» **CONSIGNE**:
Répondez à ces questions sur l'extrait consacré au port de Beyrouth :
(a) À quoi le Liban doit-il l'essentiel de sa prospérité ?
(b) De quelle décennie date la scène décrite sur le quai ?
(c) Quel détail de sa tenue trahit une marche sur de longues distances ?

» **EXTRAIT DU TEXTE**:
Appelez-moi Providence

Au port de Beyrouth devant le Providence, années 1930. Collection Georges Boustany

Que serions-nous sans nos ports? C’est par la mer que nous avons conquis le monde de mère en fille et de père en fils, et le Liban doit l’essentiel de sa prospérité à la Méditerranée qui a mis l’univers à portée des ambitions de ses enfants avant que nos gouvernants ne choisissent de la combler d’ordures pour la remercier. De ce cordon ombilical est né un peuple aux origines, aux accents et aux cultures d’une phénoménale diversité.

Nous voici aujourd’hui au port de Beyrouth dans les années 1930. L’homme prend la pose sur le quai devant un navire si long qu’il déborde du cadre. Pour marquer l’importance du moment, il a joué l’élégance : costume sombre soigneusement boutonné avec stylo-plume à la pochette, nœud papillon bariolé pour un soupçon de fantaisie, moustache en accent circonflexe dont pas un poil ne jure, tarbouche épousant impeccablement un crâne que l’on soupçonne dégarni ou en cours de calvitie. Il est jeune et souffre d’un strabisme divergent, et du coup l’on se prend à se demander s’il regarde à gauche de la caméra ou directement dans l’objectif. Ses chaussures poussiéreuses trahissent une marche sur de longues distances dans la terre battue, il n’est certainement pas aussi nanti qu’il le prétend, comme le confirme également la veste mal ajustée.

» **DONNÉES FOURNIES**:
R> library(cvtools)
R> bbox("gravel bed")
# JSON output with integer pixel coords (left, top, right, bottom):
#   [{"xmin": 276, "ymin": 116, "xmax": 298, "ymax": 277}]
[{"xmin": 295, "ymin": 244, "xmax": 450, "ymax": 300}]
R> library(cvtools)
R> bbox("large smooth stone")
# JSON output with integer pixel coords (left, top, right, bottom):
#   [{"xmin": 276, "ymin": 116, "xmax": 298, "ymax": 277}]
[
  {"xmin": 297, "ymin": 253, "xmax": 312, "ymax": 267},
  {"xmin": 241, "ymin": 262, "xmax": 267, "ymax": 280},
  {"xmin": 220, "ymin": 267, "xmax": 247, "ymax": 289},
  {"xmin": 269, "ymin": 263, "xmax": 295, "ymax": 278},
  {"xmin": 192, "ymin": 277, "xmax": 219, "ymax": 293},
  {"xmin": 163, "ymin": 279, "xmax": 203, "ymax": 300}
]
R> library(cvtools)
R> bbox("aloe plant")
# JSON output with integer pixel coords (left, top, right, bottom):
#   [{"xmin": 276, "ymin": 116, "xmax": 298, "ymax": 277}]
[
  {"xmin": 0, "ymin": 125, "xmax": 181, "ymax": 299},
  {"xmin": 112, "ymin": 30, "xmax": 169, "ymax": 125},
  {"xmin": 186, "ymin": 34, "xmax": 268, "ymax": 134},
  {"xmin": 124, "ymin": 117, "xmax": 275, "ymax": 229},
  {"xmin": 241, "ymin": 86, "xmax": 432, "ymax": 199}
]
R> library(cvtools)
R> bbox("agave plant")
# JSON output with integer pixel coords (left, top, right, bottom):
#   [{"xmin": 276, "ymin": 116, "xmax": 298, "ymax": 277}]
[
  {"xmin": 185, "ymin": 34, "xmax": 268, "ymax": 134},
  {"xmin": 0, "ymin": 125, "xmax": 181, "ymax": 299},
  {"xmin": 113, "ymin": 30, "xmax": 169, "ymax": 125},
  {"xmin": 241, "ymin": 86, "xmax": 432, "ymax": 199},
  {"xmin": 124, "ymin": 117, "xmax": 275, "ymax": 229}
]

» **CORRIGÉ**:
(a) À la Méditerranée.
(b) Des années 1930.
(c) Ses chaussures poussiéreuses.